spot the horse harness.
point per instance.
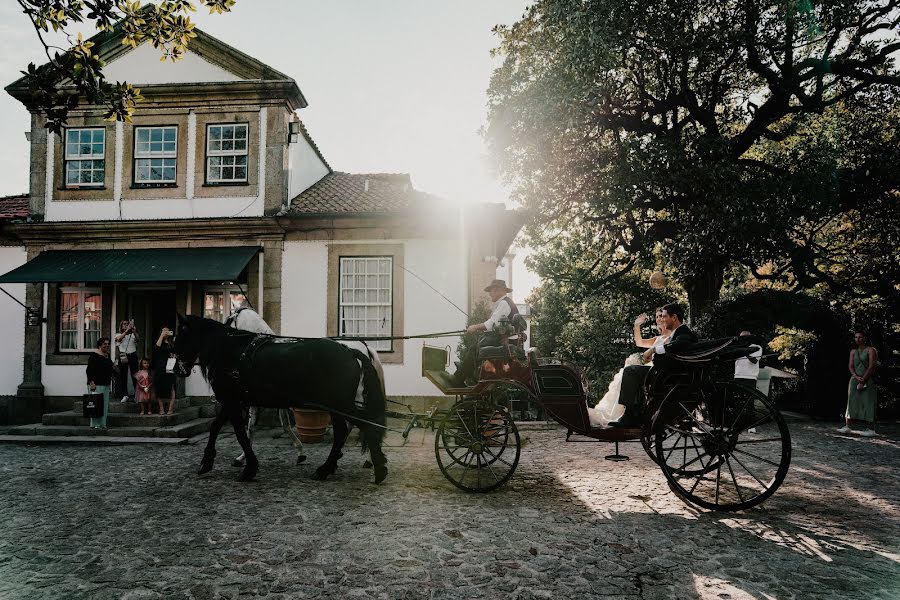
(245, 360)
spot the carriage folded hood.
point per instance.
(148, 264)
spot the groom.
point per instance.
(631, 395)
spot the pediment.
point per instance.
(142, 66)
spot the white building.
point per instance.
(216, 191)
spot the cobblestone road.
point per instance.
(135, 522)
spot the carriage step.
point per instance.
(443, 381)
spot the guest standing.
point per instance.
(862, 395)
(126, 345)
(164, 383)
(99, 376)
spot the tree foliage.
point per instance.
(698, 133)
(595, 330)
(76, 73)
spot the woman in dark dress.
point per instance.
(164, 383)
(99, 377)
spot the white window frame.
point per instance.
(231, 291)
(92, 157)
(360, 322)
(82, 290)
(149, 155)
(234, 155)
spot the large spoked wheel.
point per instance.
(477, 445)
(723, 447)
(649, 429)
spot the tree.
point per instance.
(77, 73)
(640, 130)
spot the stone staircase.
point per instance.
(192, 417)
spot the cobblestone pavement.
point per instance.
(135, 522)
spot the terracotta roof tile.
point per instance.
(347, 193)
(14, 207)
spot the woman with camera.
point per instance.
(99, 376)
(163, 382)
(126, 346)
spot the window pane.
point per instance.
(72, 174)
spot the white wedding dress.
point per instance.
(608, 410)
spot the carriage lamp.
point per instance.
(293, 132)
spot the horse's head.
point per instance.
(191, 339)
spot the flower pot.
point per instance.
(311, 424)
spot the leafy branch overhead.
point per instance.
(697, 134)
(76, 73)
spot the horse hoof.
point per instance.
(248, 473)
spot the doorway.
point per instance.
(151, 309)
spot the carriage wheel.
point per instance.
(477, 445)
(648, 430)
(725, 447)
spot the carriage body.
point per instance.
(720, 445)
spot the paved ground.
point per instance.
(82, 521)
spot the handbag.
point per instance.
(92, 405)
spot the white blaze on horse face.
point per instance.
(248, 319)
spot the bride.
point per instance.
(608, 410)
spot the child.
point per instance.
(144, 383)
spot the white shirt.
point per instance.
(499, 310)
(744, 368)
(127, 345)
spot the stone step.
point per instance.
(123, 420)
(183, 430)
(116, 406)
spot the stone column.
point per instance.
(28, 405)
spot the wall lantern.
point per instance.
(293, 132)
(33, 317)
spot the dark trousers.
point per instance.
(467, 363)
(750, 384)
(631, 395)
(126, 371)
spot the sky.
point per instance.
(393, 86)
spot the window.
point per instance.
(84, 157)
(365, 299)
(155, 154)
(226, 153)
(214, 306)
(80, 312)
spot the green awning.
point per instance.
(150, 264)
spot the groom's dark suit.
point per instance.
(631, 396)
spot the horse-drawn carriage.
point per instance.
(720, 445)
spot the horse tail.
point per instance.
(376, 401)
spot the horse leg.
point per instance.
(379, 460)
(251, 465)
(209, 454)
(339, 427)
(252, 415)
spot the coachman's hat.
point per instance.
(498, 283)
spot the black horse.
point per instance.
-=-=-
EXERCISE:
Please copy all of the entries above word for word, leaving out the picture.

RESULT OF THE EXERCISE:
spot the horse harness.
point per instance.
(245, 360)
spot the carriage folded hood.
point per instance.
(148, 264)
spot the groom.
point per instance.
(631, 395)
spot the pediment.
point per instance.
(142, 66)
spot the white building.
point per instance.
(216, 191)
spot the cobblestone road.
point per instance.
(135, 522)
spot the carriage step.
point per instance.
(443, 381)
spot the guest standing.
point per instance.
(862, 395)
(126, 345)
(164, 383)
(99, 376)
spot the tree foliage.
point per instance.
(698, 133)
(595, 330)
(76, 73)
spot the woman in dark dress.
point per instance.
(164, 383)
(99, 377)
spot the white window frame.
point per instance.
(231, 291)
(92, 157)
(360, 322)
(82, 290)
(149, 155)
(234, 155)
spot the large spoked wheel.
point per instance.
(477, 445)
(723, 447)
(649, 429)
spot the tree.
point per instance.
(77, 73)
(640, 130)
spot the stone staircase.
point per instance.
(192, 417)
spot the cobblestone pavement.
point per instance.
(135, 522)
spot the terracotta roof tile.
point per instance.
(347, 193)
(14, 207)
spot the woman with camera.
point per instance.
(99, 376)
(163, 382)
(126, 346)
spot the window pane.
point per instance.
(72, 174)
spot the white wedding dress.
point per instance.
(608, 410)
spot the carriage lamp.
point per instance.
(293, 132)
spot the horse's head.
point per instance.
(191, 339)
spot the flower pot.
point per instance.
(311, 424)
spot the leafy branch overhead.
point per instance.
(697, 134)
(76, 73)
spot the horse hoof.
point per instance.
(248, 473)
spot the doorway.
point per instance.
(151, 309)
spot the carriage wheel.
point per instance.
(477, 445)
(648, 430)
(725, 447)
spot the carriage body.
point per instance.
(720, 445)
spot the paved ground.
point per instance.
(82, 521)
spot the handbag.
point per instance.
(92, 405)
spot the white blaze on horse face.
point per instance.
(248, 319)
spot the bride.
point per instance.
(608, 410)
spot the child.
point per instance.
(144, 383)
spot the white shirt.
point per instance.
(499, 310)
(744, 368)
(127, 345)
spot the stone step.
point per instance.
(123, 420)
(183, 430)
(116, 406)
spot the stone column.
point per instance.
(28, 405)
spot the wall lantern.
point per instance.
(293, 132)
(33, 317)
spot the dark trousers.
point per instance.
(467, 363)
(750, 384)
(631, 395)
(126, 371)
spot the sky.
point per instance.
(393, 86)
spot the window.
point per instance.
(84, 157)
(365, 299)
(155, 154)
(226, 153)
(214, 306)
(80, 312)
spot the green awning.
point per instance.
(150, 264)
spot the groom's dark suit.
point per instance.
(631, 396)
spot the horse-drawn carriage.
point per instance.
(720, 445)
spot the horse tail.
point per instance.
(376, 401)
spot the horse leg.
point per instance.
(379, 460)
(251, 465)
(209, 454)
(339, 427)
(252, 415)
spot the coachman's hat.
point per instance.
(498, 283)
spot the black horse.
point per instance.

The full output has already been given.